**AIM OF THE TASK:**
Answer these questions from the message below about block CRC checks:
(a) In the quoted part, what is named as the only solution in sight?
(b) When is the CRC value calculated and annotated?
(c) In recovery, why is the block CRC check ignored?

**PASSAGE SHOWN:**
§

On Fri, 2008-10-17 at 12:26 -0300, Alvaro Herrera wrote:
> So this discussion died with no solution arising to the
> hint-bit-setting-invalidates-the-CRC problem.
>
> Apparently the only solution in sight is to WAL-log hint bits. Simon
> opines it would be horrible from a performance standpoint to WAL-log
> every hint bit set, and I think we all agree with that. So we need to
> find an alternative mechanism to WAL log hint bits.
It occurred to me that maybe we don't need to WAL-log the CRC checks.
Proposal
* We reserve enough space on a disk block for a CRC check. When a dirty
block is written to disk we calculate and annotate the CRC value, though
this is *not* WAL logged.
* In normal running we re-check the CRC when we read the block back into
shared_buffers.
* In recovery we will overwrite the last image of a block from WAL, so
we ignore the block CRC check, since the WAL record was already CRC
checked. If full_page_writes = off, we ignore and zero the block's CRC
for any block touched during recovery. We do those things because the
block CRC in the WAL is likely to be different to that on disk, due to
hints.
* We also re-check the CRC on a block immediately before we dirty the
block (for any reason). This minimises the possibility of in-memory data
corruption for blocks.
So in the typical case all blocks moving from disk <-> memory and from
clean -> dirty are CRC checked. So in the case where we have
full_page_writes = on then we have a good CRC every time. In the
full_page_writes = off case we are exposed only on the blocks that
changed during last checkpoint cycle and only if we crash. That seems
good because most databases are up 99% of the time, so any corruptions
are likely to occur in normal running, not as a result of crashes.
This would be a run-time option.
Like it?
-- Simon Riggs www.2ndQuadrant.com

§

**EXTRACTED DATA:**
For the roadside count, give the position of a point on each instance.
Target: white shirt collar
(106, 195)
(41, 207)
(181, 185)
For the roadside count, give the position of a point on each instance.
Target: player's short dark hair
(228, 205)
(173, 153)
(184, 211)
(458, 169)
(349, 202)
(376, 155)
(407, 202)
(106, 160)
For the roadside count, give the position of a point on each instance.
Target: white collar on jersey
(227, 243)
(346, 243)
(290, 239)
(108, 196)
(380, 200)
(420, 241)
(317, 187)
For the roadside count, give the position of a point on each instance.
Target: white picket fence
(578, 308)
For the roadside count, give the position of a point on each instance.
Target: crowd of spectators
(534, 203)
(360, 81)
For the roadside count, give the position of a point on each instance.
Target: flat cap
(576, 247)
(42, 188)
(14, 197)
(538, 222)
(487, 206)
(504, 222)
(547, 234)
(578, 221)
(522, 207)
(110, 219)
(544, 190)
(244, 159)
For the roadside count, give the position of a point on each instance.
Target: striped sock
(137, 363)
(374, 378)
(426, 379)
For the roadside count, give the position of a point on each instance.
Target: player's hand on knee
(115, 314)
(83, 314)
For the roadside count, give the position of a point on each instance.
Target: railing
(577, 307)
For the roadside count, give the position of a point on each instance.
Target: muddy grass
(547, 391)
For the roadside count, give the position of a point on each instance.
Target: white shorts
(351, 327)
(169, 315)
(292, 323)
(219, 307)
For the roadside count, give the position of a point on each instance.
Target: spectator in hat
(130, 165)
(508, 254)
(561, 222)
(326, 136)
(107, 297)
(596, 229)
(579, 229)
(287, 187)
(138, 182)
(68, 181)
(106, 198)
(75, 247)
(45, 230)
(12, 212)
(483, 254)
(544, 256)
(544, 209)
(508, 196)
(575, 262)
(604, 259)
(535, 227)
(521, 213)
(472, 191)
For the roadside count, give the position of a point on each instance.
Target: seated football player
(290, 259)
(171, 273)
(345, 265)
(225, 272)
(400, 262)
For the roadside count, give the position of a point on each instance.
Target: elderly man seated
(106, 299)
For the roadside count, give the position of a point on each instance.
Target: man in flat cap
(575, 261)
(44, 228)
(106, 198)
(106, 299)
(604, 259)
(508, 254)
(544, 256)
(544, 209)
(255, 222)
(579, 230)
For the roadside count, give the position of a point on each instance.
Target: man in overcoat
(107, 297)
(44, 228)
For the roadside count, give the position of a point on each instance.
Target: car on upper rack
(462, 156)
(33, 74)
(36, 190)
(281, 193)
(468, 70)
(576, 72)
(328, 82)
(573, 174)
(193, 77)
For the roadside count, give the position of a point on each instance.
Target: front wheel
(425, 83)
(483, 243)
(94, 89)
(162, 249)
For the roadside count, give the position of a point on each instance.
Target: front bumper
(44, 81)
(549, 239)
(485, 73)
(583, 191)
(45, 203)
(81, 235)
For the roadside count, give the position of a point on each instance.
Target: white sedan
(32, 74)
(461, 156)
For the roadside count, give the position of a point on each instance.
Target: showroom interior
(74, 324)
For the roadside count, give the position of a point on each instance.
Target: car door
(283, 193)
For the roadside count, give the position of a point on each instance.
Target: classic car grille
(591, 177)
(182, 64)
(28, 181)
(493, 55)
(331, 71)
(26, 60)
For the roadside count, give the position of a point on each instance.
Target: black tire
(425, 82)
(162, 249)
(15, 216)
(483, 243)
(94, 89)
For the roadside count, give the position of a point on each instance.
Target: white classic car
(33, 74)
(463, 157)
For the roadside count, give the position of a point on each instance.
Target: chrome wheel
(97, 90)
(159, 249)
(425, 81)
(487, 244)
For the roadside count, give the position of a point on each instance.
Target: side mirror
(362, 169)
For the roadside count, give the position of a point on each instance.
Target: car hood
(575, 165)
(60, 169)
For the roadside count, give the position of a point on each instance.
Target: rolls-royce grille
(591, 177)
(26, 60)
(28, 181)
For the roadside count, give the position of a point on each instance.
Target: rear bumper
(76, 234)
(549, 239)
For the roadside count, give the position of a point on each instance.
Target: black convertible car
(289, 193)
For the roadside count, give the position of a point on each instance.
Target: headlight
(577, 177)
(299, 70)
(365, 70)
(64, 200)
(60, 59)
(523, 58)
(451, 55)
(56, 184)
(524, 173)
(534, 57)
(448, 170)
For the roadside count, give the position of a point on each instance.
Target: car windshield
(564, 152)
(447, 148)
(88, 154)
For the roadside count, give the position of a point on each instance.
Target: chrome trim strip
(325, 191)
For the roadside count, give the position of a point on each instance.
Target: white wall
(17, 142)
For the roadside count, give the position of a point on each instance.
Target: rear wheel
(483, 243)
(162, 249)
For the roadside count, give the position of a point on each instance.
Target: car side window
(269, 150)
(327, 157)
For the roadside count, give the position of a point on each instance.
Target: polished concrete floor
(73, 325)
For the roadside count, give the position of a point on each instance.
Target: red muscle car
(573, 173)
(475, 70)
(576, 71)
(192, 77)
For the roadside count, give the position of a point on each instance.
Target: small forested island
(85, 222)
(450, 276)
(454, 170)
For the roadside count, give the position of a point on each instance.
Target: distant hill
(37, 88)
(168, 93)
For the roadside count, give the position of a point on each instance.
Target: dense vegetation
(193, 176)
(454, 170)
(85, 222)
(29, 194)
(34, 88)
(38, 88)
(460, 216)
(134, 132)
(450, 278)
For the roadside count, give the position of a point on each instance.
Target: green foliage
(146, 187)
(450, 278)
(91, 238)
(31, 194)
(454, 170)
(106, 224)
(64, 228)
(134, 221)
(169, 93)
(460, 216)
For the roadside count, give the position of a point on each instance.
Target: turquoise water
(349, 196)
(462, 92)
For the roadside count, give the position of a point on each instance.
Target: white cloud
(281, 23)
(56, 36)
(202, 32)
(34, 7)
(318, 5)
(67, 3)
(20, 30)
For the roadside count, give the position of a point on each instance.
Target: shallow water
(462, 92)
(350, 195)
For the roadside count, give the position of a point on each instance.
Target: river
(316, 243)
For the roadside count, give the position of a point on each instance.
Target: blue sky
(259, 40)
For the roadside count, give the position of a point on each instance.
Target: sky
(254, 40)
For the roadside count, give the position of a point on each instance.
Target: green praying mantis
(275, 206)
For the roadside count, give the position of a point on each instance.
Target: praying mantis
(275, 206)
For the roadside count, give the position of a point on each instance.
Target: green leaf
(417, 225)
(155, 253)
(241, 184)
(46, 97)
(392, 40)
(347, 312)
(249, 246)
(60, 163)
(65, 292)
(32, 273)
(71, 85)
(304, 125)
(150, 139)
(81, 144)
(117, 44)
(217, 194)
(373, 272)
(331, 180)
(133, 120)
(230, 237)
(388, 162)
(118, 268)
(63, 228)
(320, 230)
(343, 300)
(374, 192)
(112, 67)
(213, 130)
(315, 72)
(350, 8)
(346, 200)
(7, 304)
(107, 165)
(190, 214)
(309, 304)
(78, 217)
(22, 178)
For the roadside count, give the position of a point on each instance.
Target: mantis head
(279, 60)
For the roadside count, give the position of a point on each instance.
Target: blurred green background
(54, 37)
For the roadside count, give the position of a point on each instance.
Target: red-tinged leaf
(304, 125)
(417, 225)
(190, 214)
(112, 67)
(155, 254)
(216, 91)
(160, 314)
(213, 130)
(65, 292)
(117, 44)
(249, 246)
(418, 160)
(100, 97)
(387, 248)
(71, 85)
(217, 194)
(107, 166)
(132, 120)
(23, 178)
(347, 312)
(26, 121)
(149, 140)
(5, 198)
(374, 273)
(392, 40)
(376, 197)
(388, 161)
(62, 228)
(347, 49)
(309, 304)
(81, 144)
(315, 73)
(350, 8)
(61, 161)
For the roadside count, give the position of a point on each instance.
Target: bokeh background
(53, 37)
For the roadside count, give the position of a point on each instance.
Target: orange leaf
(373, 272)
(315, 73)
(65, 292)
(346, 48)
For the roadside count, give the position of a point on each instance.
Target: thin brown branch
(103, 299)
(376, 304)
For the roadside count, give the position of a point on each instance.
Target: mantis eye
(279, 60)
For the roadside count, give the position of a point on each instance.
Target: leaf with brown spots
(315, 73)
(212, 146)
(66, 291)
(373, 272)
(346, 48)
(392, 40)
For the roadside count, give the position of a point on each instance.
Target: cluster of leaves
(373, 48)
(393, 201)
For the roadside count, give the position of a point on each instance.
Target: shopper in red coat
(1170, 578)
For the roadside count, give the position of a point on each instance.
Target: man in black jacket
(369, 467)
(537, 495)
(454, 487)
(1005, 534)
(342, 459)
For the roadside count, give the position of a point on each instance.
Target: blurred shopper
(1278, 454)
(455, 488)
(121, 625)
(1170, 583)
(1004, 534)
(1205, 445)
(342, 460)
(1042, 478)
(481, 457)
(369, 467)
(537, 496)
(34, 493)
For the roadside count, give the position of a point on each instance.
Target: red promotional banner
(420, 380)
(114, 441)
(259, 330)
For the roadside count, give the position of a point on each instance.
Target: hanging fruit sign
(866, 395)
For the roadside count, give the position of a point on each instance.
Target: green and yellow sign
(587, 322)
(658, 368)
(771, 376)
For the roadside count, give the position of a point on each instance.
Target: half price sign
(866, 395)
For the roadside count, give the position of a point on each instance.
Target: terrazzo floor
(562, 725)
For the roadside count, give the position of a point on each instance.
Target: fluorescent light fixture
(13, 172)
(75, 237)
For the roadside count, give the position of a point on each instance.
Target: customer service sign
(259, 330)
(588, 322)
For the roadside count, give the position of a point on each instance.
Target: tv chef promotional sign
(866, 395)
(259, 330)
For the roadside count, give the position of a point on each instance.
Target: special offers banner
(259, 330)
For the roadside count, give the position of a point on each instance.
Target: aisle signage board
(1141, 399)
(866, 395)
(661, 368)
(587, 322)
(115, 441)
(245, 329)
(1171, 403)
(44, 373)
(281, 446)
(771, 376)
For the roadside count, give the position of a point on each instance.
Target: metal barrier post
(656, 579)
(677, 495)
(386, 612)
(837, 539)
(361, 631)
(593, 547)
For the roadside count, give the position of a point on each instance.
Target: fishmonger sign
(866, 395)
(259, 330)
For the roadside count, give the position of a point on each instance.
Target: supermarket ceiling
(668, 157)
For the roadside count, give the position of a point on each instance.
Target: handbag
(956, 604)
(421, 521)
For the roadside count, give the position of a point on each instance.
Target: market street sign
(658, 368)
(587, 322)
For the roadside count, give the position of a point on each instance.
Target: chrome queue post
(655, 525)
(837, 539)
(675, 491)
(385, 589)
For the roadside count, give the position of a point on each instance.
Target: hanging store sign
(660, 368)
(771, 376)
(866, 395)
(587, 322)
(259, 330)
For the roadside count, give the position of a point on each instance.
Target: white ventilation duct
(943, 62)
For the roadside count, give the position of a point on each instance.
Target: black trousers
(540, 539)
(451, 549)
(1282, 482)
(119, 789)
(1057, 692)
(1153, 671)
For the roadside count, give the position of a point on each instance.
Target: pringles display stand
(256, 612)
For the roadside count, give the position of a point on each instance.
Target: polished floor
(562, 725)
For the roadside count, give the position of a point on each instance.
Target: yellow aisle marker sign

§

**RESULT:**
(a) To WAL-log hint bits.
(b) When a dirty block is written to disk.
(c) Because the WAL record was already CRC checked.